• [Task brief]
Please turn everything from the line containing "point: black eye" down through the last line of the data below into a numbered list, leaving out blank lines.

---+---

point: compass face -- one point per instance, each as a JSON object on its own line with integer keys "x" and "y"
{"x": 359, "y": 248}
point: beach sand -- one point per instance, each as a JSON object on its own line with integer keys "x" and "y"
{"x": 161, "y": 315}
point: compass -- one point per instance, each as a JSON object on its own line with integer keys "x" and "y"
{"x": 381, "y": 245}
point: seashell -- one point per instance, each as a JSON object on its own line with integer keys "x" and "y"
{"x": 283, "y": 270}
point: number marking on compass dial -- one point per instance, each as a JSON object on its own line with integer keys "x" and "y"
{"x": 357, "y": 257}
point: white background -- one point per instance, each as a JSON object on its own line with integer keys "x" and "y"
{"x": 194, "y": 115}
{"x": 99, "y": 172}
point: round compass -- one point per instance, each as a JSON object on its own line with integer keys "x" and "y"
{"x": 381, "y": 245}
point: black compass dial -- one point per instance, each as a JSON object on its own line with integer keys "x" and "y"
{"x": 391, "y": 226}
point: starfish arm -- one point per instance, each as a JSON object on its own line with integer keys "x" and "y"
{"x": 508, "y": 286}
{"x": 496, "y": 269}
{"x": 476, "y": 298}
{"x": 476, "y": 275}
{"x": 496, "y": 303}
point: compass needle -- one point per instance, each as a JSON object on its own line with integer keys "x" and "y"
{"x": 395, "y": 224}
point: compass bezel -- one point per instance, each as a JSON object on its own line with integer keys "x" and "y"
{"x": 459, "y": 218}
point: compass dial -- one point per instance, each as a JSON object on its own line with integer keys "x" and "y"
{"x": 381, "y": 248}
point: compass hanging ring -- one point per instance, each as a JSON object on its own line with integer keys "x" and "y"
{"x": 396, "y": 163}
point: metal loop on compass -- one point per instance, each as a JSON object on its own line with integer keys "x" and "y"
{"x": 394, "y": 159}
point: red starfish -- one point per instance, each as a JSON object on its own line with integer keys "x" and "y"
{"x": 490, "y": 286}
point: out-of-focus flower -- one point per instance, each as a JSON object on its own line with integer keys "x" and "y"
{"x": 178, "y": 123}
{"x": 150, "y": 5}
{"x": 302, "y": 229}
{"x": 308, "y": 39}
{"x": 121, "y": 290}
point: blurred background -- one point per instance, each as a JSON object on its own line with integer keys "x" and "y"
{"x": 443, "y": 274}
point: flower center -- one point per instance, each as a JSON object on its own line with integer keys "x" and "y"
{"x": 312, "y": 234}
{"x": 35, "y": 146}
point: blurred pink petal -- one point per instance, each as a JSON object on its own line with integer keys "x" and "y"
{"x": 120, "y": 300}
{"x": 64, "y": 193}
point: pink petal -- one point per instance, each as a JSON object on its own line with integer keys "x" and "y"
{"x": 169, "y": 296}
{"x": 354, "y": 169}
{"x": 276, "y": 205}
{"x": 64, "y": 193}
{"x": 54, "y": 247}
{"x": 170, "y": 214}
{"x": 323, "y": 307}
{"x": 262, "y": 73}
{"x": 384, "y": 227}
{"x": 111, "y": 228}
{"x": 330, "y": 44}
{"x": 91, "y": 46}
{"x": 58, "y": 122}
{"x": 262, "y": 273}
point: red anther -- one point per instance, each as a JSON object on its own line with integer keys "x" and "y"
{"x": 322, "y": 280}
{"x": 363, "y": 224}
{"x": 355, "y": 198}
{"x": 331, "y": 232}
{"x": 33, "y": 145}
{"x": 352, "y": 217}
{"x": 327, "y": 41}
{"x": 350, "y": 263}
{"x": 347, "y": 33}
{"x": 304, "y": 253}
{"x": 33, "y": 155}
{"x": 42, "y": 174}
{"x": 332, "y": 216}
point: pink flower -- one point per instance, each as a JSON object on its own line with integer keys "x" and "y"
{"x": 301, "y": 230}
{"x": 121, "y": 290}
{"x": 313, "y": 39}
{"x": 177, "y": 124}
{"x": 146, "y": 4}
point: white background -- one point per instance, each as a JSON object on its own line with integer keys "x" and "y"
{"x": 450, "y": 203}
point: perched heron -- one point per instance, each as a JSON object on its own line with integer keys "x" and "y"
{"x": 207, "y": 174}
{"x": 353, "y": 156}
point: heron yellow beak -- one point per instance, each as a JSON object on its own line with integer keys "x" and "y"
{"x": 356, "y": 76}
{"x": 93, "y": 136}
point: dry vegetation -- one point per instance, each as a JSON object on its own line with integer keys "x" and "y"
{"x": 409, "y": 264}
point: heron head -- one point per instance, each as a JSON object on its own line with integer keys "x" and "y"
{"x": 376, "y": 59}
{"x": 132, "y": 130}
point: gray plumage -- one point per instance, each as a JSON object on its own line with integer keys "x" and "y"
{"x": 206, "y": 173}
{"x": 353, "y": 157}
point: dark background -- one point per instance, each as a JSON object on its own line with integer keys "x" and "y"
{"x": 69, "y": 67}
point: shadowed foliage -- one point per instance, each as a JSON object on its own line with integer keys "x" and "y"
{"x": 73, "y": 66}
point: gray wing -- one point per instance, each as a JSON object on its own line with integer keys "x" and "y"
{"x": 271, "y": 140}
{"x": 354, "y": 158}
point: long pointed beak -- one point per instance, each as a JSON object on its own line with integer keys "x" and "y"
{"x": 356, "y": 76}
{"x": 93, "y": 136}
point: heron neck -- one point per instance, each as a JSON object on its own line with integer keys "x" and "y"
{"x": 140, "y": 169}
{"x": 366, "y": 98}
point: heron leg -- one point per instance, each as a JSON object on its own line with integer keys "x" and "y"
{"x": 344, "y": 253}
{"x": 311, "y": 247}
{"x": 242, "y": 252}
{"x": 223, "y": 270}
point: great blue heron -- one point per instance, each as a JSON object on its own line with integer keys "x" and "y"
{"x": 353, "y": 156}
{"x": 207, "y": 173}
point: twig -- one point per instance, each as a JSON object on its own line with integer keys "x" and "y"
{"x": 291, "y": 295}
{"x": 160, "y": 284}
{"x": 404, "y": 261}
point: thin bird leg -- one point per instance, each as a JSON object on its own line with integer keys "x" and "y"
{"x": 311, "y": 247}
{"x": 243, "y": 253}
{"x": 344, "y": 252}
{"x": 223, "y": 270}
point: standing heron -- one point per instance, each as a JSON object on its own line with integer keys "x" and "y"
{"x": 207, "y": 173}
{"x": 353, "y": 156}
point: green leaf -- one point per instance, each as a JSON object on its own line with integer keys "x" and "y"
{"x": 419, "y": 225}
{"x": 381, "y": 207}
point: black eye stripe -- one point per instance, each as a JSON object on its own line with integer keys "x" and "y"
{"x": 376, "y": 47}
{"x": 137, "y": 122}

---+---

• [Result of this exercise]
1. point: black eye stripe -- one point per instance, each as a JSON object on its own line with integer keys "x" and "y"
2. {"x": 376, "y": 47}
3. {"x": 137, "y": 122}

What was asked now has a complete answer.